Data Start Marker

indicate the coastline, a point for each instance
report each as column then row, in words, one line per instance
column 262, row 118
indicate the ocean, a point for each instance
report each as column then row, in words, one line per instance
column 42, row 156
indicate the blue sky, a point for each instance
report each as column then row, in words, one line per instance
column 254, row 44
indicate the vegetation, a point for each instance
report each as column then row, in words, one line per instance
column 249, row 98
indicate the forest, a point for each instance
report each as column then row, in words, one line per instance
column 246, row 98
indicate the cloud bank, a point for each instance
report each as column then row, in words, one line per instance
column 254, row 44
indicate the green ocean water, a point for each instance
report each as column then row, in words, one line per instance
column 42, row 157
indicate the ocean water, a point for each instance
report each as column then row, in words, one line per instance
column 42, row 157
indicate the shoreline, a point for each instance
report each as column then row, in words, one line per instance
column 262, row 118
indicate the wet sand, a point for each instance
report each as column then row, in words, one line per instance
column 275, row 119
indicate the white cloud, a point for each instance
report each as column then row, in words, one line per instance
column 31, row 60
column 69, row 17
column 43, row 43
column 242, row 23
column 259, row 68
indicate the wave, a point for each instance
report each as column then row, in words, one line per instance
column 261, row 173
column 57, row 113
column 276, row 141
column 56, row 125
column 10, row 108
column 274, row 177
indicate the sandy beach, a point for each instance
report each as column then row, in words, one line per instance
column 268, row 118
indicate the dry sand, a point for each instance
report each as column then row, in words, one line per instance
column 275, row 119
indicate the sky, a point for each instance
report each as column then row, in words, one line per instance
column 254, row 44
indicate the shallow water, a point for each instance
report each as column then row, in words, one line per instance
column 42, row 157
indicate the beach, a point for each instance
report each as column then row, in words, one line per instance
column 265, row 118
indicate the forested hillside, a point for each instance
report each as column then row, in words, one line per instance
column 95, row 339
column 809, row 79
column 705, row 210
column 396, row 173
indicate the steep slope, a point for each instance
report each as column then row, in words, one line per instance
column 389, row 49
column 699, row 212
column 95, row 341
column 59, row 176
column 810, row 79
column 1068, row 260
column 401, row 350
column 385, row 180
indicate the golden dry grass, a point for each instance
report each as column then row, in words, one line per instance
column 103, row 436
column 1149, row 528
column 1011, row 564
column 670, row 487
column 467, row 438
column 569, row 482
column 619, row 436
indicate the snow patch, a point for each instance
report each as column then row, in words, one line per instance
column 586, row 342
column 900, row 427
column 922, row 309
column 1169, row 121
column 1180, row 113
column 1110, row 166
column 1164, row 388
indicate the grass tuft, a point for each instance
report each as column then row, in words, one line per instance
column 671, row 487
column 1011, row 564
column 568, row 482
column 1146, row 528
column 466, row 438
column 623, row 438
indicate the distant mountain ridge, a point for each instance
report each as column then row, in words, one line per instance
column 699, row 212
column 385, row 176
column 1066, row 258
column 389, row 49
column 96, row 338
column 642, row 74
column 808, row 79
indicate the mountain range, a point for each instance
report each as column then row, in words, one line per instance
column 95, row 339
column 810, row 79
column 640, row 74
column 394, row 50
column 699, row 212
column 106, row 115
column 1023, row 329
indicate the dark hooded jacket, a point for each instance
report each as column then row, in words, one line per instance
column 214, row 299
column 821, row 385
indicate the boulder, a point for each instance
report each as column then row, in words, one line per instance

Data End Marker

Task to complete> Return the material above in full, exactly as it appears.

Your solution>
indicate the coastline, a point for each instance
report each as column then row, in words, one line per instance
column 262, row 118
indicate the ocean, a point for each instance
report each as column then row, in words, one line per instance
column 42, row 156
indicate the blue sky, a point for each instance
report each as column then row, in words, one line per instance
column 254, row 44
indicate the vegetation, a point for each instance
report each as column then row, in words, one line per instance
column 249, row 98
indicate the forest, a point for each instance
report each as column then row, in words, one line per instance
column 246, row 98
indicate the cloud bank, a point for each instance
report each as column then row, in words, one line per instance
column 254, row 44
indicate the green ocean water, a point for each instance
report each as column then row, in words, one line per instance
column 42, row 157
indicate the ocean water, a point for each instance
report each as column then row, in words, one line per instance
column 42, row 157
indicate the shoreline, a point for each instance
report each as column then row, in words, one line per instance
column 262, row 118
indicate the wet sand, a point for each instance
report each as column then row, in words, one line per instance
column 275, row 119
indicate the white cloud, a point for each instance
report each as column then row, in words, one line per instance
column 31, row 60
column 69, row 17
column 43, row 43
column 242, row 23
column 259, row 68
indicate the wave, a point for each instance
report each as column then row, in words, one line per instance
column 261, row 173
column 57, row 113
column 276, row 141
column 56, row 125
column 10, row 108
column 274, row 177
indicate the sandy beach, a point for each instance
report each as column then row, in words, one line per instance
column 268, row 118
indicate the dry sand, a point for each instance
report each as column then row, in words, one line per instance
column 275, row 119
indicate the sky, a point for each instance
report each as column then row, in words, one line per instance
column 254, row 44
indicate the shallow water, a point for each instance
report each as column then row, in words, one line per instance
column 42, row 157
indicate the beach, a point for each instance
report each as column then row, in words, one line per instance
column 265, row 118
indicate the forested hillside, a point for each instance
report each as column then row, in words, one line per instance
column 95, row 339
column 809, row 79
column 705, row 210
column 396, row 173
indicate the steep slope, a point for each instance
report each as column then row, in words, one line per instance
column 389, row 49
column 699, row 212
column 95, row 341
column 59, row 176
column 810, row 79
column 1068, row 260
column 401, row 350
column 385, row 180
indicate the golden dry grass, a point for each instance
report each as column then row, in words, one line per instance
column 103, row 436
column 1149, row 528
column 1011, row 564
column 670, row 487
column 467, row 438
column 569, row 482
column 619, row 436
indicate the snow patch, a point for each instance
report each as column then row, in words, one line per instance
column 586, row 342
column 900, row 427
column 922, row 309
column 1169, row 121
column 1180, row 113
column 1110, row 166
column 1164, row 388
indicate the grass tuft, a point for each instance
report each as column then row, in words, one line per instance
column 671, row 487
column 1011, row 564
column 568, row 482
column 1146, row 528
column 466, row 438
column 623, row 438
indicate the distant mountain ridge, a point for each instance
report each as column then row, in words, one line per instance
column 699, row 212
column 385, row 176
column 1066, row 258
column 389, row 49
column 96, row 338
column 642, row 74
column 808, row 79
indicate the mountain range, a point for each instance
report each as column then row, in words, one line per instance
column 95, row 339
column 810, row 79
column 640, row 74
column 394, row 50
column 699, row 212
column 106, row 115
column 1023, row 329
indicate the dark hooded jacket, a point for each instance
report each as column then row, in words, one line per instance
column 214, row 299
column 821, row 385
indicate the boulder, a point for each instance
report each as column then row, in words, one line per instance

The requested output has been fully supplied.